Data extracted from a collection
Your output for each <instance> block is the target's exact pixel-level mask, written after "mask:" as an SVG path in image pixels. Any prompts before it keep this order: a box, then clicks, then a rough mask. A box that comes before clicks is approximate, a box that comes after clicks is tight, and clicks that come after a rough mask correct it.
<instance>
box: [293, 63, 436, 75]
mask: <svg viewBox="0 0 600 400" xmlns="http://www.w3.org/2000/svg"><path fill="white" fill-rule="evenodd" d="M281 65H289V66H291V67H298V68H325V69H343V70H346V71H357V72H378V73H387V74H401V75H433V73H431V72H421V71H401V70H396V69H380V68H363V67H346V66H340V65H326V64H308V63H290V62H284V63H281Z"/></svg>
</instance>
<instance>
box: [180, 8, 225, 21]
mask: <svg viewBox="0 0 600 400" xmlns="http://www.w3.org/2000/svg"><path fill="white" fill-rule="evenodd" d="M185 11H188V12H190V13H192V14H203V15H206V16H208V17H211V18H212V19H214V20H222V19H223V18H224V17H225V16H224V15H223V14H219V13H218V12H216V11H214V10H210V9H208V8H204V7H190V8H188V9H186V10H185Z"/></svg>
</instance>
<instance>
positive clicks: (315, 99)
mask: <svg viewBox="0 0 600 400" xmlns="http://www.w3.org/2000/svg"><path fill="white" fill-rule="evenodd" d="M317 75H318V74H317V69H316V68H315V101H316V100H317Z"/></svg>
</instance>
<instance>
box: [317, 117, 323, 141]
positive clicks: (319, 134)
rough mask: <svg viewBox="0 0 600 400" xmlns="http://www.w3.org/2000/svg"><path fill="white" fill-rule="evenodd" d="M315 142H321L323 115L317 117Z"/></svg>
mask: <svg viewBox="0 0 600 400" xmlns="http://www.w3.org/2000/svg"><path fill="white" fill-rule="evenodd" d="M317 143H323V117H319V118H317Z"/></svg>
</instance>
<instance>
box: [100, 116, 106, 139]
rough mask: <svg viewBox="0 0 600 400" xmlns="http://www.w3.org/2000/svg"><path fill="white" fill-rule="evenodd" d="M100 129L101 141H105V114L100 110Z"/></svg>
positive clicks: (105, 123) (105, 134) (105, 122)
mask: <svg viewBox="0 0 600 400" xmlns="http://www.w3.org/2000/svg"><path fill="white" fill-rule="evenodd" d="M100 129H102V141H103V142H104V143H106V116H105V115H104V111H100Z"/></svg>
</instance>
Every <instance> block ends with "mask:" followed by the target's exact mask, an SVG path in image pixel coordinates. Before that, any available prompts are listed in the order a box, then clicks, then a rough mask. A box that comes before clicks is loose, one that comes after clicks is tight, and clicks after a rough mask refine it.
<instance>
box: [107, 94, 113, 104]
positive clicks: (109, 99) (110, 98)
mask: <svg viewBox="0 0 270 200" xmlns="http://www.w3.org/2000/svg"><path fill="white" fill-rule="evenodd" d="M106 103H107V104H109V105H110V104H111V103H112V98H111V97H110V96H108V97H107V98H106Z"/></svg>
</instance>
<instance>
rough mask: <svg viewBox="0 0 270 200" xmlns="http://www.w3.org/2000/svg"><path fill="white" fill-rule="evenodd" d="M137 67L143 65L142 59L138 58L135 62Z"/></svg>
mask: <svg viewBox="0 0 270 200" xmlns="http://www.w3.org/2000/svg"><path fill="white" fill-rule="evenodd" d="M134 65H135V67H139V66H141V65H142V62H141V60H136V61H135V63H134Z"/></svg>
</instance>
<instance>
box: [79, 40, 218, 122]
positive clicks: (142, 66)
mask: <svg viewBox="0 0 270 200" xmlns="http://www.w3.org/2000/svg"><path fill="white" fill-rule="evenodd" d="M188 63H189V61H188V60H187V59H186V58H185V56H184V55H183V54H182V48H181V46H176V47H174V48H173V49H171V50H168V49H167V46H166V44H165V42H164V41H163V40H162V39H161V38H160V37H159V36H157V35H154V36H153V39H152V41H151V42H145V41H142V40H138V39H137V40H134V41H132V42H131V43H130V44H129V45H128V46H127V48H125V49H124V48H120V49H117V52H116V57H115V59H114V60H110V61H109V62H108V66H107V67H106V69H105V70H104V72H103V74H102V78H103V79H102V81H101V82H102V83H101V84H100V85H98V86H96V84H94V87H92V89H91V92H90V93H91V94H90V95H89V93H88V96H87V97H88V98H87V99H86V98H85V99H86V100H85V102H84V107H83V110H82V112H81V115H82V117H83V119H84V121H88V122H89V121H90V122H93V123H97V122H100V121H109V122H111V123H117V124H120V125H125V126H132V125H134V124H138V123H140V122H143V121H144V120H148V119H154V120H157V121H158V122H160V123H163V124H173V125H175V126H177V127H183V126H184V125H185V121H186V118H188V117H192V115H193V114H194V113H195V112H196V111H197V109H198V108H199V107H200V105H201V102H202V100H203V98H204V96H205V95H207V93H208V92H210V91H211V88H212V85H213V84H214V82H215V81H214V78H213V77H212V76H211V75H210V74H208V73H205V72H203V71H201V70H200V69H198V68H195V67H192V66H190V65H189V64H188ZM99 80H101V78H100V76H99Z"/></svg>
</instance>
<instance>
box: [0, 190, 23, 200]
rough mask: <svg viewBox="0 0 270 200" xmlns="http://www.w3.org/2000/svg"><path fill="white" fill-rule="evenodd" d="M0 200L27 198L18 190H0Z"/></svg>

---

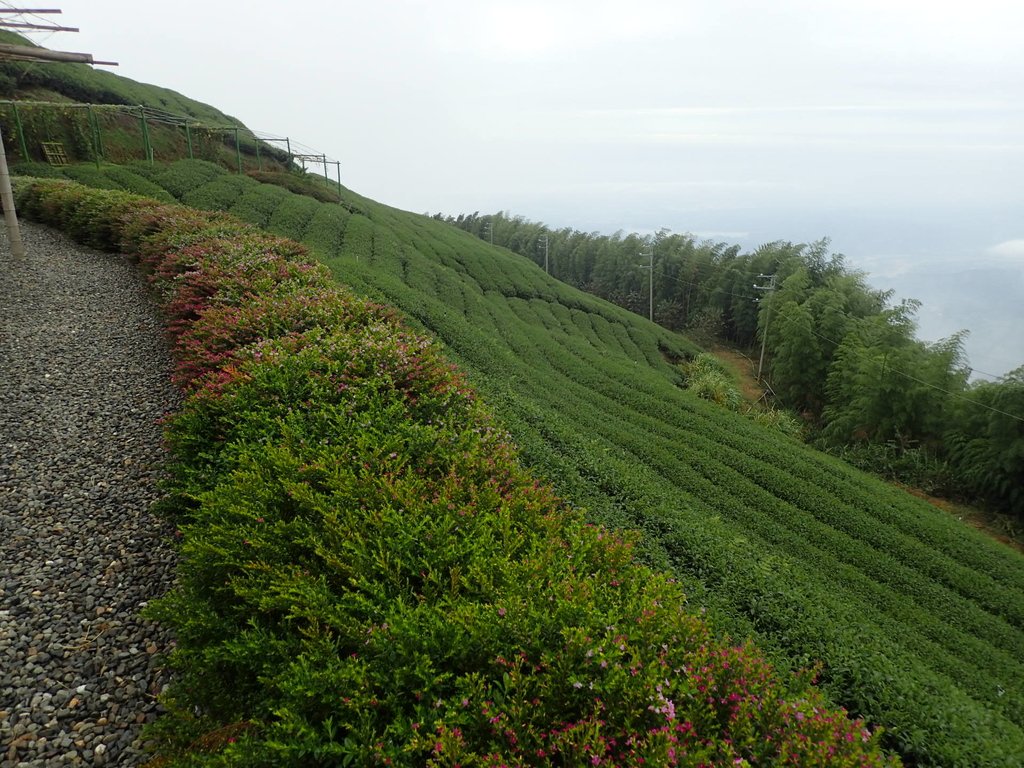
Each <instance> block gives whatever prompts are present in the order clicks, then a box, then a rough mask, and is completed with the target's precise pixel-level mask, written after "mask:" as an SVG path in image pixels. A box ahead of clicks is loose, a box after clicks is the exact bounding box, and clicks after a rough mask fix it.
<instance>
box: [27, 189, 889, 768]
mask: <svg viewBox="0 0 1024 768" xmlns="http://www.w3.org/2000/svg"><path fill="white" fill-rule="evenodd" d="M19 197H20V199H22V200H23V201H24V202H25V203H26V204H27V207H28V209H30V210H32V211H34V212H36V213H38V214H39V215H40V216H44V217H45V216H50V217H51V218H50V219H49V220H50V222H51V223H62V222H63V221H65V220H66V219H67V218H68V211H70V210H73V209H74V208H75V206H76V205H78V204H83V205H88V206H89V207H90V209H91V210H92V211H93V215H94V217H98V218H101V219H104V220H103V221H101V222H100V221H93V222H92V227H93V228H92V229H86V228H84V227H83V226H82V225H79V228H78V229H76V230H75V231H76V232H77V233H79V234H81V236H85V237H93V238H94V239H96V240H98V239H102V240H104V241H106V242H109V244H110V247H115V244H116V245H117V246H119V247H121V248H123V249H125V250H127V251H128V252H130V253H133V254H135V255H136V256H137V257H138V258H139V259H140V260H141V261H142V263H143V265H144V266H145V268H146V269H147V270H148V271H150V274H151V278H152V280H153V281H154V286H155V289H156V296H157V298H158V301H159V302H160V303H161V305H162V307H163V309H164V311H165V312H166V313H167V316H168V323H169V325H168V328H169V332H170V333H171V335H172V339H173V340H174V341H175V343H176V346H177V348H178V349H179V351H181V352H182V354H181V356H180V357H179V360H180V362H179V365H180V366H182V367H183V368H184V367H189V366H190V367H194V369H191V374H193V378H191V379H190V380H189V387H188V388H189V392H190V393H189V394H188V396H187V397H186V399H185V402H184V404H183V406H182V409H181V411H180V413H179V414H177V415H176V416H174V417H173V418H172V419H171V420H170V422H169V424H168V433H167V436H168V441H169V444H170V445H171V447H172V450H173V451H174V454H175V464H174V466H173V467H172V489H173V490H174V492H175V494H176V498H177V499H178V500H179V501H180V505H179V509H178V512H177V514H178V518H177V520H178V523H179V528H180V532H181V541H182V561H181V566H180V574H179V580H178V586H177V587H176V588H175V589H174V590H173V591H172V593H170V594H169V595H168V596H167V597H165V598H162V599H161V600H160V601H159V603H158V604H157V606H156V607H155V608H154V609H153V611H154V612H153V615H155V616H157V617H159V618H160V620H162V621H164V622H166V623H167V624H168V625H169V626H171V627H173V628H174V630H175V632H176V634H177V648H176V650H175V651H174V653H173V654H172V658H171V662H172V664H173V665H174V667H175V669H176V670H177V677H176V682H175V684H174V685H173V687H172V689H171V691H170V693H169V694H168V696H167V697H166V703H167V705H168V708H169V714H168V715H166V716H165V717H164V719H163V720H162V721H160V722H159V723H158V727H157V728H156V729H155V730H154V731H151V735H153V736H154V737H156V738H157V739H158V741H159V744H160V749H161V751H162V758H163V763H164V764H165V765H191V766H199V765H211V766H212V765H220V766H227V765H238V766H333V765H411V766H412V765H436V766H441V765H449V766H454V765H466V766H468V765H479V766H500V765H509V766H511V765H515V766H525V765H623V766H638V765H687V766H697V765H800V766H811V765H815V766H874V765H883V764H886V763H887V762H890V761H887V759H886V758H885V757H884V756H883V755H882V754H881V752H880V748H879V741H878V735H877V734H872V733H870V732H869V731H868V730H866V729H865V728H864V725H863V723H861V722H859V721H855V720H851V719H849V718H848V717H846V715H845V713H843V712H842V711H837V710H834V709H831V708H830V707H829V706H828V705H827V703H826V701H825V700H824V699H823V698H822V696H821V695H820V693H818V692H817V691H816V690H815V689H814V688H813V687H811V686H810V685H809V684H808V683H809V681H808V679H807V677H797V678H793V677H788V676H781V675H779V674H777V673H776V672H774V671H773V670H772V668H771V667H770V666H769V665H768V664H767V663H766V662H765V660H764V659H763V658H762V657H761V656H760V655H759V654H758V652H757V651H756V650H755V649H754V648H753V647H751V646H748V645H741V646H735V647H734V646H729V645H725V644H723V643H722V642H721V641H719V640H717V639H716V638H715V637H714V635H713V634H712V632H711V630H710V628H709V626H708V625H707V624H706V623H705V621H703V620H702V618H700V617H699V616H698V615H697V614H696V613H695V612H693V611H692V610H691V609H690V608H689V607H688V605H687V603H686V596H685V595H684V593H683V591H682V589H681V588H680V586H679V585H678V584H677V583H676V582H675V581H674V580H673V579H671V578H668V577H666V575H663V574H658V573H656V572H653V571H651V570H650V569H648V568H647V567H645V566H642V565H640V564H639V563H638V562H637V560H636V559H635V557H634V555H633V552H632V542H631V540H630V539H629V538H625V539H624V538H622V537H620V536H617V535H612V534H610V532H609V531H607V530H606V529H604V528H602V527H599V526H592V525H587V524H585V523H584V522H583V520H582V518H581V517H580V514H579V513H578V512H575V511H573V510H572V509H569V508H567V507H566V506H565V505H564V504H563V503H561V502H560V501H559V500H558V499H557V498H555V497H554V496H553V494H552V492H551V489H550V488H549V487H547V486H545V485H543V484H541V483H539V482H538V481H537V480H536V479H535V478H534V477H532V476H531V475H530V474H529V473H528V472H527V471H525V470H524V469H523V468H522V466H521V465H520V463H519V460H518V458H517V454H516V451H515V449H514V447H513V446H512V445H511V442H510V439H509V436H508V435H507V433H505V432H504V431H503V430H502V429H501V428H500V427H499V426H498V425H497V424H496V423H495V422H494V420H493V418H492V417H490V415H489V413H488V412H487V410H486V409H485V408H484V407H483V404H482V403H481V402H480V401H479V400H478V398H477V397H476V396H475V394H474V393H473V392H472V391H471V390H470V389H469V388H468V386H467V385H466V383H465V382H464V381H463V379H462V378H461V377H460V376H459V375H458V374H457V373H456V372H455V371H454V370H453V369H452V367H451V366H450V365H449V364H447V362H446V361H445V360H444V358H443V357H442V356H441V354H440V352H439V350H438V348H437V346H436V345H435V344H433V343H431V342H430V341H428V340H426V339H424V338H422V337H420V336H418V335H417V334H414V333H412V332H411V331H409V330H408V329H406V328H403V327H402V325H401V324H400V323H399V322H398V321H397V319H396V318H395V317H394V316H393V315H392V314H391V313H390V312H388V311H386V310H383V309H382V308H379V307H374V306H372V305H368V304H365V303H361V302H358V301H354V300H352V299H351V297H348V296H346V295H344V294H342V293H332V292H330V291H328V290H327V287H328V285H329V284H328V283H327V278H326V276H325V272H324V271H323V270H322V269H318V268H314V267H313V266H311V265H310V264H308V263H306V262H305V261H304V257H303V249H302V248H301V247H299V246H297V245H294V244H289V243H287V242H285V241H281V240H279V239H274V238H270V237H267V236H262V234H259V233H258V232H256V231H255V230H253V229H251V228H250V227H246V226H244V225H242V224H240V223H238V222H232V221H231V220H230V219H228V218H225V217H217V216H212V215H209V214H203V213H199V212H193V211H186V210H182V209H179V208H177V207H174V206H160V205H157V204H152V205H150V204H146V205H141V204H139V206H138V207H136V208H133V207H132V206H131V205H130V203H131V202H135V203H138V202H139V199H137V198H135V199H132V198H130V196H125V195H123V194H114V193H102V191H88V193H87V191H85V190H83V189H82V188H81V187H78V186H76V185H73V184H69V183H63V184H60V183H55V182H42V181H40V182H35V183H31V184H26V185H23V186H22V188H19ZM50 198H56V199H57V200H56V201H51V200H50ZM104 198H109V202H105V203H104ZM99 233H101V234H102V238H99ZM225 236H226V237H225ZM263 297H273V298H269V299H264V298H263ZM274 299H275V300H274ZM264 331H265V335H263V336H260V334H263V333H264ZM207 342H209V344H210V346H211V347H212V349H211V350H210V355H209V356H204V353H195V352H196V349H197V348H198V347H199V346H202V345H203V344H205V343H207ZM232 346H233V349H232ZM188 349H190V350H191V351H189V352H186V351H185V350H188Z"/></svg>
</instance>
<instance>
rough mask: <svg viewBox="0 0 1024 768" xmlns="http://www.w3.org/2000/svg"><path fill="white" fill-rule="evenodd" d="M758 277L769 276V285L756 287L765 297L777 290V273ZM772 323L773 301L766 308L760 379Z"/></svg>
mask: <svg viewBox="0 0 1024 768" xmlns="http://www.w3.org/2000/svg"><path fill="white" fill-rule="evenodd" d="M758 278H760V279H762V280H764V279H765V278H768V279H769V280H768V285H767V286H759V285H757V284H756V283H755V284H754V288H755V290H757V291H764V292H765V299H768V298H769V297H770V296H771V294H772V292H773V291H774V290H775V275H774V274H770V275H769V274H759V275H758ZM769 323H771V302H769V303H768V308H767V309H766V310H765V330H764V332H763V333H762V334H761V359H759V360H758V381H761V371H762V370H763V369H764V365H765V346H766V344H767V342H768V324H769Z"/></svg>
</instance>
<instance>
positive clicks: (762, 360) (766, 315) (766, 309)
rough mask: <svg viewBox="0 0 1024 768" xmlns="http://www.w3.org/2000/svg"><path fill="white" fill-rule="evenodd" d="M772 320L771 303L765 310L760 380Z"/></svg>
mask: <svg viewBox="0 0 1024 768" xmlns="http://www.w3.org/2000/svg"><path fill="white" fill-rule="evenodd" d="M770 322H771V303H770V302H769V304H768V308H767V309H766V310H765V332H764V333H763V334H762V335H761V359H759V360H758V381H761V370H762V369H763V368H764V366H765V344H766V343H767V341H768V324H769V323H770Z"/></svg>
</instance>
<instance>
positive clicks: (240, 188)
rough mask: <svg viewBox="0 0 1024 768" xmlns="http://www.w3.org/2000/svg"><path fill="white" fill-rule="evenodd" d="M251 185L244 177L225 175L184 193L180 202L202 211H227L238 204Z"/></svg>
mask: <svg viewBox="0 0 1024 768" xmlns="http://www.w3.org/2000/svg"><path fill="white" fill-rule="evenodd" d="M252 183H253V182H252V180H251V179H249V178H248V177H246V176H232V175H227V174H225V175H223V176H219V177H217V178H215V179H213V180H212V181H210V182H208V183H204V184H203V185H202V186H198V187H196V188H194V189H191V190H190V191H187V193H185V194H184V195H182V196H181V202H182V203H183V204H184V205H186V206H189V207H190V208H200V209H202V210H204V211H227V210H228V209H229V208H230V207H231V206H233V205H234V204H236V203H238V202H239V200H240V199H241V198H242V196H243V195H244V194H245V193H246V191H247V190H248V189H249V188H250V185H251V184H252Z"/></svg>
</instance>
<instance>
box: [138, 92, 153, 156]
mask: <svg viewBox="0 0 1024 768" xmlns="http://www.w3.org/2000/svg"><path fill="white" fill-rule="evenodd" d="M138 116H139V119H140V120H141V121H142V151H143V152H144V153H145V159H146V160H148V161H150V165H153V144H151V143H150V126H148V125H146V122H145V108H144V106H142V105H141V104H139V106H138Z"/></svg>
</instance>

...

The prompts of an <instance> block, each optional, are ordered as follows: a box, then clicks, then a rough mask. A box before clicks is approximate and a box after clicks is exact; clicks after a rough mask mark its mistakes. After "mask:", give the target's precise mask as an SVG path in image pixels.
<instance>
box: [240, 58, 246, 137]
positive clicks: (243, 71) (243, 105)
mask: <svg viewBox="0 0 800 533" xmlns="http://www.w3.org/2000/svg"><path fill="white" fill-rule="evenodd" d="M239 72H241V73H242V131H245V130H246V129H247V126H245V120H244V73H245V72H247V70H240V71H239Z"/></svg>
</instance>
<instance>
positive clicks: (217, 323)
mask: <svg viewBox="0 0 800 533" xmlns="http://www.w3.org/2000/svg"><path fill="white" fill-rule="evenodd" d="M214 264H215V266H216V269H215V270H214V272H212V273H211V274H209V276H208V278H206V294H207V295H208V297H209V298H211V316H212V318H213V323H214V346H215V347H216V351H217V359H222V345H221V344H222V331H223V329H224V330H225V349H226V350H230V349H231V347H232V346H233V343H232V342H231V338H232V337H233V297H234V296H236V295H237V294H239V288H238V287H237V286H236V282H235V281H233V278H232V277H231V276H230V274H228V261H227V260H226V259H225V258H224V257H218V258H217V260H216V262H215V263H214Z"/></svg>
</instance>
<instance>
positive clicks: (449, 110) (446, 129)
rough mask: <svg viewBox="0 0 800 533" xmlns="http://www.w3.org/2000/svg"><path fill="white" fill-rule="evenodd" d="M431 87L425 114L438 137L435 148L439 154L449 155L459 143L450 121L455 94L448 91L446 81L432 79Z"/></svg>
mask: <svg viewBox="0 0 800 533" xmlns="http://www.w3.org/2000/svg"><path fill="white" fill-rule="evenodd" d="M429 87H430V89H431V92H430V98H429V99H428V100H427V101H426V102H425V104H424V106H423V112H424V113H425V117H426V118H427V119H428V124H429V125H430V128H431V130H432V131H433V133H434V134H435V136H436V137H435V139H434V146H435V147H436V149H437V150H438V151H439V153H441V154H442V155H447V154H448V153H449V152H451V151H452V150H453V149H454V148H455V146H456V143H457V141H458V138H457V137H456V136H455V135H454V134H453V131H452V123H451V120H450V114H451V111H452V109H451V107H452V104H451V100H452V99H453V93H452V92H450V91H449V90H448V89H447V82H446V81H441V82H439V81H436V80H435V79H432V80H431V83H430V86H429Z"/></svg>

▶ **Work to be completed**
Retype the entries above exactly, but only from the line containing "box: [180, 8, 225, 21]" through the line containing "positive clicks: (319, 134)", both included.

▶ **Written answer**
box: [180, 8, 225, 21]
mask: <svg viewBox="0 0 600 400" xmlns="http://www.w3.org/2000/svg"><path fill="white" fill-rule="evenodd" d="M185 11H188V12H190V13H192V14H203V15H206V16H208V17H211V18H212V19H214V20H222V19H223V18H224V17H225V16H224V15H223V14H219V13H218V12H216V11H214V10H210V9H208V8H204V7H190V8H188V9H186V10H185Z"/></svg>
</instance>
<instance>
positive clicks: (315, 99)
mask: <svg viewBox="0 0 600 400" xmlns="http://www.w3.org/2000/svg"><path fill="white" fill-rule="evenodd" d="M317 75H318V74H317V69H316V68H315V101H316V100H317Z"/></svg>
</instance>
<instance>
box: [317, 117, 323, 141]
positive clicks: (319, 134)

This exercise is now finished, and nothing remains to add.